*Records for the exercise:*
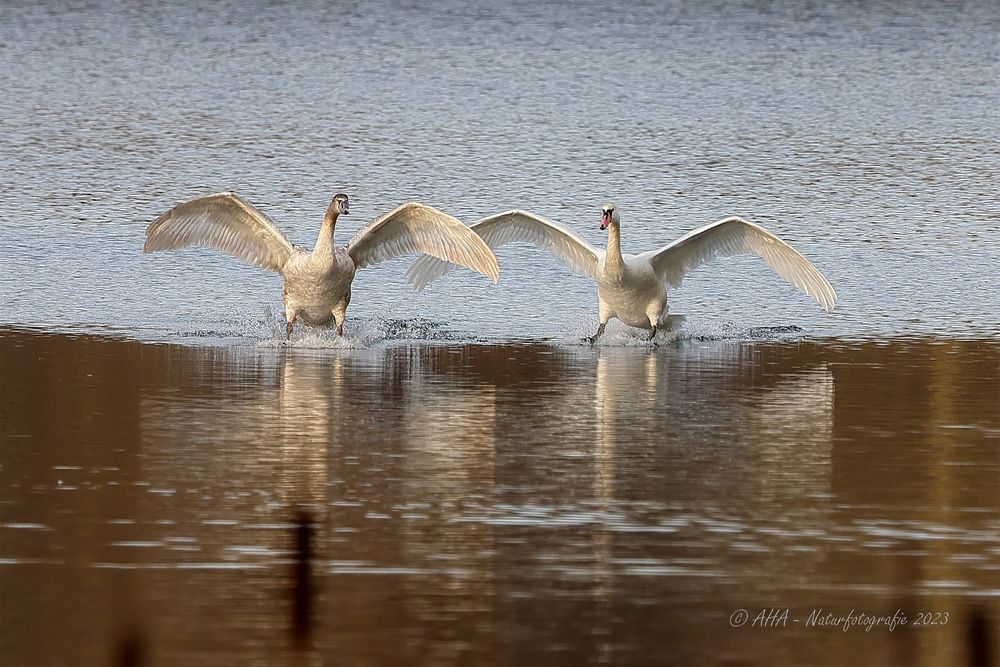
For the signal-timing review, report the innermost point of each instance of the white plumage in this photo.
--
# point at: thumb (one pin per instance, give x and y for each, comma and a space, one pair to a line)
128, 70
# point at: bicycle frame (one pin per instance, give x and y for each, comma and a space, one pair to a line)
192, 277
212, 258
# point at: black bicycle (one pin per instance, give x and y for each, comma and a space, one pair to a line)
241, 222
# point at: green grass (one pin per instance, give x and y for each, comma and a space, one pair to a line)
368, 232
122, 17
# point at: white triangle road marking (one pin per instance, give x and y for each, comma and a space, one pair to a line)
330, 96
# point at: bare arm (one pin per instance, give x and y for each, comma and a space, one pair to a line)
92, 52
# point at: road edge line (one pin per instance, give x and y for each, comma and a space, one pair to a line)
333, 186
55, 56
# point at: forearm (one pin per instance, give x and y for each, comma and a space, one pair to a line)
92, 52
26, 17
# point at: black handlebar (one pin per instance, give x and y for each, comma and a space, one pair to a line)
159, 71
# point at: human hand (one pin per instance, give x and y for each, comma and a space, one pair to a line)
==
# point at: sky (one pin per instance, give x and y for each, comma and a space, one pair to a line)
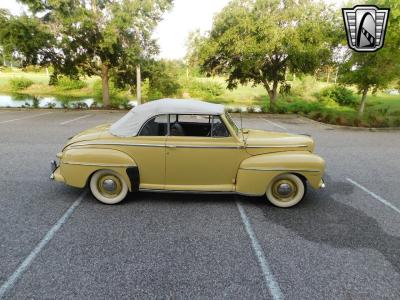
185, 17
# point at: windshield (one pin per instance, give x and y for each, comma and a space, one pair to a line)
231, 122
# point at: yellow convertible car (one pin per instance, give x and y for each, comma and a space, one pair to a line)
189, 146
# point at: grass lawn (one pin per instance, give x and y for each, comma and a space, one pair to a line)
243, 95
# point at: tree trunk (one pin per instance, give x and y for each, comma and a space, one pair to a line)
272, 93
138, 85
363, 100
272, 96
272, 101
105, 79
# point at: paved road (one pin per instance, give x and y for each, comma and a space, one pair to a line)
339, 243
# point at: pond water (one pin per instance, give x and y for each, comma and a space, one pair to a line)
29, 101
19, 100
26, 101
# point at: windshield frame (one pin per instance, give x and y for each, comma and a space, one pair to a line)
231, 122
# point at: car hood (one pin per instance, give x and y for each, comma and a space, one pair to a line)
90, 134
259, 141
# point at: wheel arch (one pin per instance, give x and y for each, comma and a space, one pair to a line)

*Exercise directions:* Locate every line in the material above that contains the word "black" and copy each of those lines in full. Match letter case exactly.

*The answer:*
# point at: black bicycle (one pin per instance, give x and y for each, comma and a space, one pair to a line)
# point at: black handlebar (one pin per instance, give x and y for each, comma and a space, one pair to a line)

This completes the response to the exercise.